++++ Information given
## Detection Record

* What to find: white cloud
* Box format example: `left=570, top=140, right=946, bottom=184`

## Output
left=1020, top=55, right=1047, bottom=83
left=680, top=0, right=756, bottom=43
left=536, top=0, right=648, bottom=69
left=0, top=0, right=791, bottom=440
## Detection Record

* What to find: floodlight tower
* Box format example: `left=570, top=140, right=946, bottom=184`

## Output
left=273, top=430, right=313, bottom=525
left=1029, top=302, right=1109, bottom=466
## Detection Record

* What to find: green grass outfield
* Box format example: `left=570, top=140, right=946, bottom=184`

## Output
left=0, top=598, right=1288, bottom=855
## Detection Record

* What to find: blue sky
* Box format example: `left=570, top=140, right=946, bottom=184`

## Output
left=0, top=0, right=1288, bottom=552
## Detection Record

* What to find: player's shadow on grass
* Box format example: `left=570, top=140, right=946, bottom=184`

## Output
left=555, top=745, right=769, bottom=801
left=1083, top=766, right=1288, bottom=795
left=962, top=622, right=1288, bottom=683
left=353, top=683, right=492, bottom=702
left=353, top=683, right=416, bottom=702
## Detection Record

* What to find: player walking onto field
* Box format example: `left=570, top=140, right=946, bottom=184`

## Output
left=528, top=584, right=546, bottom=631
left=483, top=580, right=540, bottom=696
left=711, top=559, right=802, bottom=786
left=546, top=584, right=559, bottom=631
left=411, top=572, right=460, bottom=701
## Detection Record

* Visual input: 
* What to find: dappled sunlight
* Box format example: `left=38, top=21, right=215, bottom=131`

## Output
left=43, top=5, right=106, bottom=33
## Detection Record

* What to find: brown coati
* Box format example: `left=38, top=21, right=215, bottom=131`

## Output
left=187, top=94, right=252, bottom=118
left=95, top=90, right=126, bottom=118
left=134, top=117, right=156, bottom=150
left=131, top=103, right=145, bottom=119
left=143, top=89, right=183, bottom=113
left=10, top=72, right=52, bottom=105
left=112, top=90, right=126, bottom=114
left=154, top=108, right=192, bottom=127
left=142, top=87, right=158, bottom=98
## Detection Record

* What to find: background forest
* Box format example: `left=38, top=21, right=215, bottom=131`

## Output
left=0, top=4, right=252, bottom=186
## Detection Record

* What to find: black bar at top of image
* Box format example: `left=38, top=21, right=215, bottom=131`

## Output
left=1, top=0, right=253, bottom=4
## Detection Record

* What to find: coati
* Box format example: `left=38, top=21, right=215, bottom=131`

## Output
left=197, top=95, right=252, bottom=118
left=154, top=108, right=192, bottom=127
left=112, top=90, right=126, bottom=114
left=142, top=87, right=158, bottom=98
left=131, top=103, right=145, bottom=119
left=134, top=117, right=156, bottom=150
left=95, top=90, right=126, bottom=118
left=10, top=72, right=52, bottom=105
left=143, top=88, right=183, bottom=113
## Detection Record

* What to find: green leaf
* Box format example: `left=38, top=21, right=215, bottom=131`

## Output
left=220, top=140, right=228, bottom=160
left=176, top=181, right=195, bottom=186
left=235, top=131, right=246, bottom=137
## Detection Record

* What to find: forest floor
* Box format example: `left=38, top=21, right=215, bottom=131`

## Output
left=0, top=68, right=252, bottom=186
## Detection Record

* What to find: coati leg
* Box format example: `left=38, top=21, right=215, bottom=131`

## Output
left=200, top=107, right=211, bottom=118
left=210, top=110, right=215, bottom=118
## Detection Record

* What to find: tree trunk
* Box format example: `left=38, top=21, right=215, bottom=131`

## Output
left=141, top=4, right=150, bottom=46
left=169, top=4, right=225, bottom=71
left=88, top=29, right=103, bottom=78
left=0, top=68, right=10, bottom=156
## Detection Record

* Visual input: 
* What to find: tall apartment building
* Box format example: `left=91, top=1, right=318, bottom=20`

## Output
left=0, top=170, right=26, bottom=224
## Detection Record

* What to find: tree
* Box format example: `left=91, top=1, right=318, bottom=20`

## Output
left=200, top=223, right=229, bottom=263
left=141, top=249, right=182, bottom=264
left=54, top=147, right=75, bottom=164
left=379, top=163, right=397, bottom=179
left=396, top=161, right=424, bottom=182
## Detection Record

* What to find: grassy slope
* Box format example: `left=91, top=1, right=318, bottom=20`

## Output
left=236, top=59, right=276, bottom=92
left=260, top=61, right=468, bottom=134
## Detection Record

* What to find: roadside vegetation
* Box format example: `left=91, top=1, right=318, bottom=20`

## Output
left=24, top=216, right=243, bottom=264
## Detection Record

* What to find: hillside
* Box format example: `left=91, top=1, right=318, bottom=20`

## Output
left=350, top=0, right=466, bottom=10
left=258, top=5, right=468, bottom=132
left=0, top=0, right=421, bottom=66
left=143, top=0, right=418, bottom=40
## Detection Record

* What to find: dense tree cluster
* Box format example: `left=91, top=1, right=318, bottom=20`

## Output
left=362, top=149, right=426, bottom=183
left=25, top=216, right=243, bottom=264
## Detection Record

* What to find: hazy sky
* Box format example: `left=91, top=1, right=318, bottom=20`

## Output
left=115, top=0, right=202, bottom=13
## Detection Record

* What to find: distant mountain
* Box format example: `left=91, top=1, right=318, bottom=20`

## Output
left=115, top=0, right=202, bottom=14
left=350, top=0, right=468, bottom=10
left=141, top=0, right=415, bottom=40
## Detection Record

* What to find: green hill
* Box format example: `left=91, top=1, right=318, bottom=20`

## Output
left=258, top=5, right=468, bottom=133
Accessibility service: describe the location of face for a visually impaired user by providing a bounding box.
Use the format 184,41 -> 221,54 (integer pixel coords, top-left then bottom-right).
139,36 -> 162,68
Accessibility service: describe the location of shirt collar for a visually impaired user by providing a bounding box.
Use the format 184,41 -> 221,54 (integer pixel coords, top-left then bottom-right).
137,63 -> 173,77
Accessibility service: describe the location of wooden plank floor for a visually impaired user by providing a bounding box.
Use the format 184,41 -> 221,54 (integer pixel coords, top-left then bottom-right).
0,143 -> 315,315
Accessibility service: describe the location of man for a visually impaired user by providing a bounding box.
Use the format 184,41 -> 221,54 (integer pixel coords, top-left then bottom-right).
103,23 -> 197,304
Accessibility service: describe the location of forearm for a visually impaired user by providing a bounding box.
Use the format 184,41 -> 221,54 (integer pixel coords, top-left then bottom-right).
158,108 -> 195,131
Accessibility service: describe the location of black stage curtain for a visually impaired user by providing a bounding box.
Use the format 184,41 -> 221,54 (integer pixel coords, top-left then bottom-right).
++++++++
Problem to solve. Switch "Detection Record" to "Detection Entry" everywhere it occurs in the items above, and give all of the lines again with nothing else changed.

Result for this exercise.
## Detection Entry

* What to find: white cloud
* Box format example: `left=570, top=140, right=946, bottom=184`

## Output
left=1020, top=55, right=1047, bottom=83
left=680, top=0, right=756, bottom=43
left=536, top=0, right=648, bottom=69
left=0, top=0, right=791, bottom=440
## Detection Entry

* What to find: floodlight tower
* Box format example: `left=570, top=140, right=946, bottom=184`

## Output
left=273, top=430, right=313, bottom=525
left=1029, top=302, right=1109, bottom=466
## Detection Entry

* What to find: green grass outfield
* Box format example: `left=570, top=140, right=946, bottom=184`

## Output
left=0, top=598, right=1288, bottom=855
## Detection Entry

* What to find: blue sky
* Box format example: `left=570, top=140, right=946, bottom=184`

## Output
left=0, top=0, right=1288, bottom=552
## Detection Entry

* What to find: player's shadow on grass
* Box format example: `left=570, top=140, right=946, bottom=184`

## Output
left=555, top=745, right=769, bottom=801
left=1083, top=766, right=1288, bottom=795
left=962, top=622, right=1288, bottom=683
left=353, top=683, right=492, bottom=702
left=353, top=683, right=416, bottom=702
## Detection Entry

* What to find: player walking onto field
* Box format example: `left=570, top=140, right=946, bottom=184`

## Output
left=528, top=584, right=546, bottom=631
left=483, top=580, right=540, bottom=696
left=711, top=559, right=802, bottom=786
left=546, top=584, right=559, bottom=631
left=411, top=572, right=460, bottom=701
## Detection Entry

* Visual input: 
* What to find: dappled sunlight
* Box format example: `left=38, top=21, right=215, bottom=131`

## Output
left=43, top=5, right=106, bottom=33
## Detection Entry

* What to find: brown coati
* Box format example: `left=38, top=21, right=215, bottom=131`

## Output
left=187, top=94, right=252, bottom=118
left=95, top=90, right=126, bottom=118
left=134, top=117, right=156, bottom=150
left=131, top=103, right=145, bottom=119
left=143, top=89, right=183, bottom=113
left=10, top=72, right=52, bottom=105
left=112, top=90, right=126, bottom=114
left=154, top=108, right=192, bottom=127
left=142, top=87, right=158, bottom=98
## Detection Entry

* What to find: background forest
* Box format example: `left=38, top=21, right=215, bottom=131`

## Output
left=0, top=4, right=252, bottom=186
## Detection Entry

* What to find: black bar at top of image
* Box format example: `left=38, top=21, right=215, bottom=131`

## Output
left=1, top=0, right=253, bottom=4
## Detection Entry

* What to find: coati
* Box format example: `left=38, top=21, right=215, bottom=131`

## Output
left=197, top=95, right=252, bottom=118
left=154, top=108, right=192, bottom=127
left=112, top=90, right=126, bottom=114
left=142, top=87, right=158, bottom=98
left=131, top=103, right=145, bottom=119
left=134, top=117, right=156, bottom=150
left=95, top=90, right=126, bottom=118
left=10, top=72, right=52, bottom=105
left=143, top=88, right=183, bottom=113
## Detection Entry

* What to find: green leaf
* Box format example: `left=38, top=21, right=215, bottom=131`

## Output
left=220, top=140, right=228, bottom=160
left=176, top=181, right=195, bottom=186
left=235, top=131, right=246, bottom=137
## Detection Entry

* What to find: forest floor
* Box format example: `left=38, top=21, right=215, bottom=131`

## Output
left=0, top=68, right=252, bottom=186
## Detection Entry

* What to find: coati leg
* Box format example: `left=38, top=21, right=215, bottom=131`

## Output
left=200, top=107, right=211, bottom=118
left=210, top=110, right=215, bottom=118
## Detection Entry

* What to find: tree trunk
* Box format example: `left=38, top=21, right=215, bottom=131`

## Output
left=141, top=4, right=150, bottom=46
left=169, top=4, right=225, bottom=71
left=88, top=29, right=103, bottom=78
left=0, top=68, right=10, bottom=156
## Detection Entry

* Visual input: 
* What to find: tall apartment building
* Box format example: `left=91, top=1, right=318, bottom=20`

## Output
left=0, top=170, right=26, bottom=224
## Detection Entry

* What to find: tree
* Box format example: `left=91, top=1, right=318, bottom=20`

## Output
left=200, top=223, right=229, bottom=263
left=141, top=249, right=182, bottom=264
left=54, top=147, right=75, bottom=164
left=379, top=163, right=397, bottom=179
left=396, top=161, right=424, bottom=182
## Detection Entry

* What to find: grassy slope
* Box format example: `left=91, top=1, right=318, bottom=20`

## Output
left=236, top=59, right=276, bottom=92
left=260, top=61, right=468, bottom=134
## Detection Entry

* What to find: roadside vegetation
* Box format example: `left=91, top=1, right=318, bottom=20`

## Output
left=24, top=216, right=243, bottom=264
## Detection Entry

* What to find: hillside
* Box format example: `left=91, top=1, right=318, bottom=20`

## Output
left=350, top=0, right=466, bottom=10
left=258, top=5, right=468, bottom=132
left=0, top=0, right=421, bottom=66
left=143, top=0, right=418, bottom=40
## Detection Entry

* What to find: dense tree cluster
* Box format example: `left=91, top=1, right=318, bottom=20`

## Output
left=362, top=149, right=426, bottom=183
left=25, top=216, right=243, bottom=264
## Detection Entry

* What to find: hazy sky
* Box format example: `left=91, top=1, right=318, bottom=20`

## Output
left=115, top=0, right=202, bottom=13
## Detection Entry

* What to find: distant mountain
* Box format example: `left=91, top=1, right=318, bottom=20`

## Output
left=115, top=0, right=202, bottom=14
left=350, top=0, right=468, bottom=10
left=141, top=0, right=415, bottom=40
## Detection Entry

* What to find: green hill
* Box format example: `left=91, top=1, right=318, bottom=20`

## Output
left=258, top=5, right=468, bottom=133
Accessibility service: describe the location of face for a visually impaired user by providing a bounding box.
Use the format 184,41 -> 221,54 (integer pixel coords, top-left then bottom-right).
139,36 -> 162,68
Accessibility service: describe the location of shirt collar for a visually impaired user by providing a bounding box.
Use the format 184,41 -> 221,54 (integer pixel coords, top-left then bottom-right).
137,63 -> 173,77
Accessibility service: describe the location of wooden plank floor for a visually impaired user by providing a bounding box.
Use the format 184,41 -> 221,54 (integer pixel coords, top-left then bottom-right).
0,143 -> 315,315
Accessibility service: describe the location of man for a visually impaired user by providing a bounding box.
Use the format 184,41 -> 221,54 (integer pixel coords, top-left then bottom-right).
103,23 -> 197,304
Accessibility service: describe the location of forearm for a visually impaired user by providing a bounding box.
Use the format 184,41 -> 221,54 (integer pixel coords, top-left then bottom-right).
158,108 -> 195,131
Accessibility service: describe the location of black stage curtain for a visually impaired user by providing a bounding box.
Use the format 184,41 -> 221,54 (integer pixel coords, top-left then bottom-right).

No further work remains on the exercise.